__Quoted text__.
********

So we sum up his statement by saying that sin used the Law as a base to produce such an effect. The very prohibitions of the law gave sin the very opportunity it desired; it roused it, really gave it something to work on as a fulcrum, and it moved in that terrible and terrifying manner.
So far we have the Apostle's general statement. But let us examine it. The first thing it tells us is something about the nature and the character of sin. How do you define sin, what is your notion of it? Obviously, we must not say that sin is merely something negative. There are many who regard and describe sin in that way. The biblical doctrine of sin is most unpopular today. There are those who say that the old notion of sin ought to be dismissed, that it has done much harm, that it made people condemn themselves and feel hopeless and pessimistic. They say that sin should not be used as a term at all, that it is too negative, that it is psychologically bad for us because it produces a kind of mournful person. I remember reading a sermon once by a well-known "liberal" preacher. Most of the sermon was a denunciation of Charles Wesley's great hymn, "Jesus, Lover of my soul," and particularly the verse which says:Just and holy is Thy name,
I am all unrighteousness;
Vile and full of sin I am,
Thou art full of truth and grace.
He abominated the words. He felt it was a disgrace, and that it should be taken out of the hymn-book and never sung again. He tried to ridicule it by saying that when a man is applying for a post he does not go to his prospective employer and say, "Vile and full of sin I am."
But when you are facing God, then the whole situation is entirely different. Such is the ridiculous position in which people land themselves when they deny biblical truth and doctrine.
But that is the common attitude today. They say that we must not talk about sin as something in and of itself; what we really mean is that there are certain things we would like to see in a man that are not there. In other words, we must not say that a man is a bad man, what we should say is that he is not a good man. We must not say man is positively evil; what we should say is that he has not yet developed to the extent he should have done. The concept is purely negative; it merely takes note of the absence of certain qualities, or, if they are there, they need to be drawn out. Education and culture and training will bring them out; but we must cease to say that people are positively evil and--to repeat Charles Wesley's term--"vile." What is called sin, if we want to use the term, is something which is entirely negative, mere deprivation as it were, rather than something that is essentially positive.

********

__Dataset excerpts__.
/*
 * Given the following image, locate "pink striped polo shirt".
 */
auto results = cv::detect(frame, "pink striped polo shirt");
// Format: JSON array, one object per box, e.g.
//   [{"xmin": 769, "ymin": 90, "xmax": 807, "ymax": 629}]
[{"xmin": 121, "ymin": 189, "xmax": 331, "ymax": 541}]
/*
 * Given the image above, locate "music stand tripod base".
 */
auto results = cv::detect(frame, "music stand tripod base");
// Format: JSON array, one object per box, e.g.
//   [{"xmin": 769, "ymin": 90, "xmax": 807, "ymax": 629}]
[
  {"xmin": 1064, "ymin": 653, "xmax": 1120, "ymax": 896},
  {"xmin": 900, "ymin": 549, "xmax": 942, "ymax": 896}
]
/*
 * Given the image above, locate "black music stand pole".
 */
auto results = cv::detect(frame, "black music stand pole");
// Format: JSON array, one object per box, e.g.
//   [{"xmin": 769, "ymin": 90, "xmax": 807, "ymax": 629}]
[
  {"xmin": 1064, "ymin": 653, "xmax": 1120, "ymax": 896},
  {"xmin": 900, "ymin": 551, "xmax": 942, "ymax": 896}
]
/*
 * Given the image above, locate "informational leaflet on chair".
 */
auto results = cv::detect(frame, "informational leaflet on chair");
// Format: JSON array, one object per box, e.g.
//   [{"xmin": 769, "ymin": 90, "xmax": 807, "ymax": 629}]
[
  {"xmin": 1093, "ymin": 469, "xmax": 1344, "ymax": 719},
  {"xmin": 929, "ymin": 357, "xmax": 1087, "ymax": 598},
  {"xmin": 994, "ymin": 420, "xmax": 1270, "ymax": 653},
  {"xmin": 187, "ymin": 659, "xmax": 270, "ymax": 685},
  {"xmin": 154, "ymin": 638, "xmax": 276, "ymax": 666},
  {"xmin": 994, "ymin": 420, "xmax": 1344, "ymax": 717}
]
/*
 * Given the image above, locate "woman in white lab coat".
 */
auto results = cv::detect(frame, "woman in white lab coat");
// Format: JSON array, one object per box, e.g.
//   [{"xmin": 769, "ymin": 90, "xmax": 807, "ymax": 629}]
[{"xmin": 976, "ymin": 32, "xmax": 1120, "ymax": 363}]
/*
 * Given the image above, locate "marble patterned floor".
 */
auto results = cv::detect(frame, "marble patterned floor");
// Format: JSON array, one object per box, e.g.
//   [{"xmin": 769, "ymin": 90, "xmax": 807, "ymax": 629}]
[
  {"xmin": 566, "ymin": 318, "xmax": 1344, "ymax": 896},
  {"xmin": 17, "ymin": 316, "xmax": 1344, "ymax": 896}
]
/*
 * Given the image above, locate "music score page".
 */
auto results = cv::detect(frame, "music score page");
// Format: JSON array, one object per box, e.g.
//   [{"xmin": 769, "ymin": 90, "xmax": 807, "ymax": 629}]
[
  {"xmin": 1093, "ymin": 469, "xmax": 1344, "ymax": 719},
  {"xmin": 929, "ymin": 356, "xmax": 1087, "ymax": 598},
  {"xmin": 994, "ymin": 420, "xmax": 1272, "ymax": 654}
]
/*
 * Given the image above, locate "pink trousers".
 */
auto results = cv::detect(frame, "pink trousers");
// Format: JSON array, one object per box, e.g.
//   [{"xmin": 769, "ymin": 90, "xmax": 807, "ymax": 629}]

********

__Given request 1__.
In the passage on sin, which hymn did the "liberal" preacher's sermon mostly denounce?
__Given request 2__.
Extend the passage on sin, starting right after its last sentence.
The entries are separate material, unrelated to the passage on sin.

__Exercise output 1__.
Charles Wesley's hymn "Jesus, Lover of my soul."

__Exercise output 2__.
Clearly all that is something which the Apostle Paul would reject in toto, because his whole case depends upon this, that sin is a positive power that can use the lever, can put the pressure on the end of the bar, and use the fulcrum. You cannot move weights with negatives. You cannot lift weights with a mere absence of something. No, the whole concept, the whole picture, the very phraseology that he employs is designed to bring out the idea that sin is positive. And not only positive, but powerful in the extreme. It is something that can "take occasion," that can have "a base of operations," that can "use a fulcrum," that can move great objects and obstacles--it can work powerfully.
And, of course, in saying that here, in this picturesque way, the Apostle is simply repeating what he has already been saying earlier in this Epistle in other language. in chapter 5:21 he says, "Moreover the law entered, that the offence might abound. But where sin abounded, grace did much more abound. That as sin hath reigned unto death . . ." Sin is something so powerful that it can "reign"; it is a monarch with tremendous power. It is an empire. Then Paul says the same thing in chapter 6:14 in the words, "for sin shall not have dominion over you." It has dominion over everyone else. Every man who is not a Christian is under the dominion of sin. Yet people say that sin is but a negative phase, just the absence of good qualities. It is positive, says Paul; it is so powerful that it can move men and throw them over. It knocked down all the patriarchs. He then uses even stronger language in chapter 6, verses 16, 17: "Know ye not that to whom ye yield yourselves servants (slaves) to obey, his servants ye are to whom ye obey; whether of sin unto death, or of obedience unto righteousness? But God be thanked, that we were the servants of sin, but we have obeyed from the heart that form of sound doctrine which was delivered unto you." Sin is a slave-master, sin is that which controls people absolutely.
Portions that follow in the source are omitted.